▶ _Extracted text_
________________

A Colorado ranch asking $45 million comes with an equestrian facility, a clay pigeon shooting course and “glamping” facilities.
Spanning roughly 10,350 acres, Motherwell Ranch was the setting of a Discovery Channel special, “I, Caveman,” where participants lived in the wilderness with only primitive tools. Located in Routt County, about a 45 minute-drive from Steamboat Springs, the property includes a five-bedroom home originally built in the early 1900s, according to Weston Adams, whose father Wes Adams assembled the ranch.
There is also a hunting lodge with a bar and commercial kitchen, a ranch headquarters, log cabins, the equestrian facility, the shooting course and furnished tents with bathrooms and lighting for “glamping,” or glamorous camping. There are about five horses and about 100 head of cattle, Mr. Adams said; the livestock is available for sale but the pricing is a separate negotiation.

________________

▶ _Set exercise 1_
For each statement about the Motherwell Ranch passage, say yes or no and quote the words of the passage that decide it.
(a) The ranch is about an hour's drive from Steamboat Springs.
(b) The home on the property was originally built in the early 1900s.
(c) The livestock is covered by the $45 million asking price.
▶ _Set exercise 2_
Answer these from the Motherwell Ranch passage:
(a) Which Discovery Channel special was set at the ranch?
(b) Who assembled the ranch?
(c) About how many head of cattle are on the property?
▶ _Set exercise 3_
Write the next part of the Motherwell Ranch passage, continuing on from its final sentence.
The records placed after this have no part in the work on the ranch passage.

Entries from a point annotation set
________________

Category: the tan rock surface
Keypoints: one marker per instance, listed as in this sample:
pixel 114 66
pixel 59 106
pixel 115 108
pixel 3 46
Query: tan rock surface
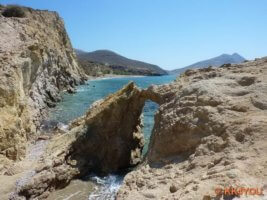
pixel 108 138
pixel 36 63
pixel 211 132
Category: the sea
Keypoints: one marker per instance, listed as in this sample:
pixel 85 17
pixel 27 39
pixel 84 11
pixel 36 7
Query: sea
pixel 76 105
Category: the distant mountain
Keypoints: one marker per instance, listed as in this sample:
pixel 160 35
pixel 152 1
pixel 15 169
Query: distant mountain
pixel 215 62
pixel 118 64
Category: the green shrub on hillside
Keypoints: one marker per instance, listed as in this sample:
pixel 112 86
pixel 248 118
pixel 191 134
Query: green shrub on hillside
pixel 14 11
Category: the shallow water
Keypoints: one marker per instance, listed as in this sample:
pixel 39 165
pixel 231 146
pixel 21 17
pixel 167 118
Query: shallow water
pixel 75 105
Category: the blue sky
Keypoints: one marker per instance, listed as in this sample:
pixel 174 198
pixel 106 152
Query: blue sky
pixel 169 33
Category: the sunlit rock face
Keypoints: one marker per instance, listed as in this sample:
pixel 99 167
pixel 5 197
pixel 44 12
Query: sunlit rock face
pixel 108 138
pixel 36 63
pixel 210 132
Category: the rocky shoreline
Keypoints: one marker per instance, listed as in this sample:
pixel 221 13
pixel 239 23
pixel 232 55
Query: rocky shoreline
pixel 210 129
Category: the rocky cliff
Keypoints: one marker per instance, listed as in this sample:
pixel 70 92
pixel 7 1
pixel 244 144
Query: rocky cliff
pixel 210 133
pixel 107 139
pixel 36 63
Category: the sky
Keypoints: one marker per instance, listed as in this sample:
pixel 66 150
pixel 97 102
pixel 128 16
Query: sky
pixel 169 33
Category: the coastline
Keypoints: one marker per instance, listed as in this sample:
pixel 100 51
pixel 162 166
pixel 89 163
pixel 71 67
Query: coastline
pixel 111 76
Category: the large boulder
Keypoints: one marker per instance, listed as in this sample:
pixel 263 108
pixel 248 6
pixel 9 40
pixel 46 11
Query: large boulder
pixel 106 139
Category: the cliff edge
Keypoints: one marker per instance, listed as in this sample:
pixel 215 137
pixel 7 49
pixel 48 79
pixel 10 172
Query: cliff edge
pixel 36 63
pixel 210 134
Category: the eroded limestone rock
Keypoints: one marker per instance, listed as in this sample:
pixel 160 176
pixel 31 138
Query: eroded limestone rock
pixel 36 63
pixel 107 139
pixel 209 133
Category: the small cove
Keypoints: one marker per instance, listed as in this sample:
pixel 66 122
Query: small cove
pixel 75 105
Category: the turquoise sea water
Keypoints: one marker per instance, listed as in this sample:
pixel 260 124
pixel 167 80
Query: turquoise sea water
pixel 75 105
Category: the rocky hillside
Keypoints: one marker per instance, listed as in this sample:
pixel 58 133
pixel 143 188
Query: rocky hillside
pixel 104 62
pixel 215 62
pixel 210 133
pixel 36 63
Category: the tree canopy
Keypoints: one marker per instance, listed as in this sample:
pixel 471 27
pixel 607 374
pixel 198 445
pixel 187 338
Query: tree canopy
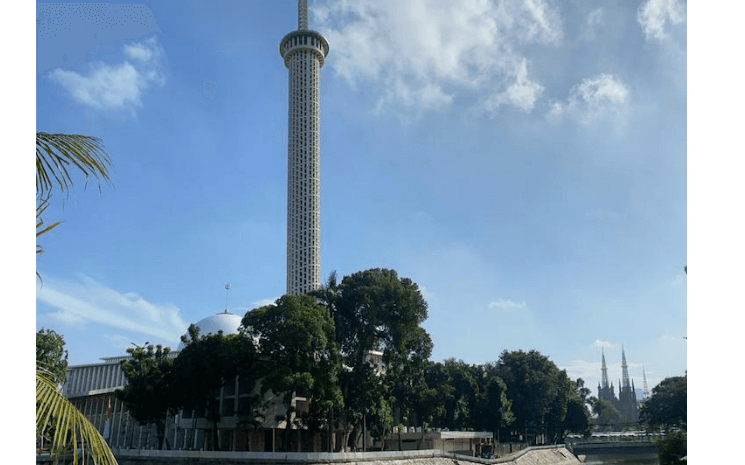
pixel 297 353
pixel 206 364
pixel 377 314
pixel 668 405
pixel 539 391
pixel 51 354
pixel 149 392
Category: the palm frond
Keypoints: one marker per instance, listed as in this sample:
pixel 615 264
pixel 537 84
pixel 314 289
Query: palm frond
pixel 40 207
pixel 72 431
pixel 55 153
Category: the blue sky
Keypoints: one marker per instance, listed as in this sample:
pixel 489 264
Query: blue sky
pixel 524 162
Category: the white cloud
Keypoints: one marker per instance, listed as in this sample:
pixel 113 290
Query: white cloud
pixel 88 300
pixel 595 20
pixel 603 97
pixel 584 369
pixel 507 304
pixel 599 344
pixel 114 87
pixel 262 303
pixel 421 55
pixel 655 15
pixel 144 51
pixel 521 94
pixel 678 280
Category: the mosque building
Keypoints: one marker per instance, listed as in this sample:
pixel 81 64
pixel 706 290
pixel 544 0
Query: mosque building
pixel 92 387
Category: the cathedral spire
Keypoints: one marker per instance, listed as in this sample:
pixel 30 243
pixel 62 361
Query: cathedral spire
pixel 624 369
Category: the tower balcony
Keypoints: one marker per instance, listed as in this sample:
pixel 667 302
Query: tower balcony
pixel 301 41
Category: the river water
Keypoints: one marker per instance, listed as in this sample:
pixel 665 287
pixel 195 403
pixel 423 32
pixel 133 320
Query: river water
pixel 646 459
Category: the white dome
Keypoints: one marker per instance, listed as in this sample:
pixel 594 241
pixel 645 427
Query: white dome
pixel 225 321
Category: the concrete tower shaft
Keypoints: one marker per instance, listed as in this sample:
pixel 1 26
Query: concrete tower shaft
pixel 604 373
pixel 304 53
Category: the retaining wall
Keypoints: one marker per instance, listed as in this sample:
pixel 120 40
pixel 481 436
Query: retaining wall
pixel 546 455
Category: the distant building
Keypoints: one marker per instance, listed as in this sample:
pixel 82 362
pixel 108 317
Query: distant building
pixel 626 403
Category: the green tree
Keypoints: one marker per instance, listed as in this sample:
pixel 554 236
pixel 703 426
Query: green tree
pixel 672 447
pixel 607 415
pixel 55 154
pixel 538 391
pixel 51 354
pixel 668 405
pixel 204 365
pixel 494 408
pixel 149 394
pixel 375 311
pixel 297 352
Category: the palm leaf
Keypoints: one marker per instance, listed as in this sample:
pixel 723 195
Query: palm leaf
pixel 55 153
pixel 72 431
pixel 40 207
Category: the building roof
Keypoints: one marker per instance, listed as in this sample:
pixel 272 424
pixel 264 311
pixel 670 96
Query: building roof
pixel 225 321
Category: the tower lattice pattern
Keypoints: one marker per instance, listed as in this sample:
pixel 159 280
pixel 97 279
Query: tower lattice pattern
pixel 304 52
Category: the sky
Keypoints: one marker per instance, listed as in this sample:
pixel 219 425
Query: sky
pixel 523 162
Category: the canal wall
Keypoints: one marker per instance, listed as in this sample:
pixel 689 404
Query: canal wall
pixel 545 455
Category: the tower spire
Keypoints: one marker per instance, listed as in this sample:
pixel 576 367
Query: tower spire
pixel 624 369
pixel 302 15
pixel 303 52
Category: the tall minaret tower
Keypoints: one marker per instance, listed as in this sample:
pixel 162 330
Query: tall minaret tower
pixel 604 371
pixel 304 52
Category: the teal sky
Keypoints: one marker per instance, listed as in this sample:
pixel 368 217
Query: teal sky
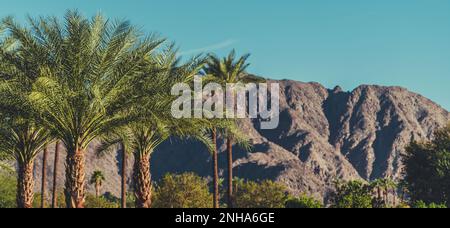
pixel 345 42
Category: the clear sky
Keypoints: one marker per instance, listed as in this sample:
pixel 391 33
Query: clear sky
pixel 334 42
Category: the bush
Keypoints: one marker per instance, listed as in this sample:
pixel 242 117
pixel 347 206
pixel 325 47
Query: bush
pixel 303 202
pixel 427 169
pixel 422 205
pixel 267 194
pixel 353 194
pixel 183 191
pixel 8 186
pixel 99 202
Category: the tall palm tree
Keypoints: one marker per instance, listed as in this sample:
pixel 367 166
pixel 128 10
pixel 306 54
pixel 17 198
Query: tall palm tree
pixel 21 138
pixel 55 176
pixel 88 72
pixel 228 70
pixel 22 141
pixel 44 177
pixel 157 123
pixel 97 179
pixel 123 176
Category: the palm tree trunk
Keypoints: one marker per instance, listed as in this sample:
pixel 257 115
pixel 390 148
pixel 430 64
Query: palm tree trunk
pixel 44 177
pixel 25 185
pixel 215 170
pixel 55 177
pixel 97 190
pixel 379 193
pixel 124 177
pixel 142 181
pixel 75 179
pixel 230 172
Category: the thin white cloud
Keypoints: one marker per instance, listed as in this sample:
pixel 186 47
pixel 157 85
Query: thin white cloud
pixel 214 47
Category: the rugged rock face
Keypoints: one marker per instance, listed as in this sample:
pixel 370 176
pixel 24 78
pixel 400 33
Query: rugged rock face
pixel 323 135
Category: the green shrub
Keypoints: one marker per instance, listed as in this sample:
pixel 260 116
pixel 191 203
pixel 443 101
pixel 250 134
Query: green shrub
pixel 182 191
pixel 267 194
pixel 421 204
pixel 303 202
pixel 353 194
pixel 8 186
pixel 99 202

________________

▶ _Right answer 1_
(a) No: "about a 45 minute-drive from Steamboat Springs"
(b) Yes: "a five-bedroom home originally built in the early 1900s"
(c) No: "the livestock is available for sale but the pricing is a separate negotiation"

▶ _Right answer 2_
(a) "I, Caveman"
(b) Wes Adams
(c) About 100

▶ _Right answer 3_
The Williams Fork river, known for its trout fishing, flows through the ranch for about 3 miles, according to listing agent Brian Smith of Hall and Hall. The property also has three lakes for boating, swimming and fishing.
The late Wes Adams, who died in 2011 at age 61, was founder of Las Vegas-based Western States Contracting and a rodeo enthusiast. He started assembling Motherwell Ranch in 1985 and used it as a weekend and summer retreat for his family, his son said, but since his death the family has also used the ranch for commercial activities like weddings and hunting and fishing retreats.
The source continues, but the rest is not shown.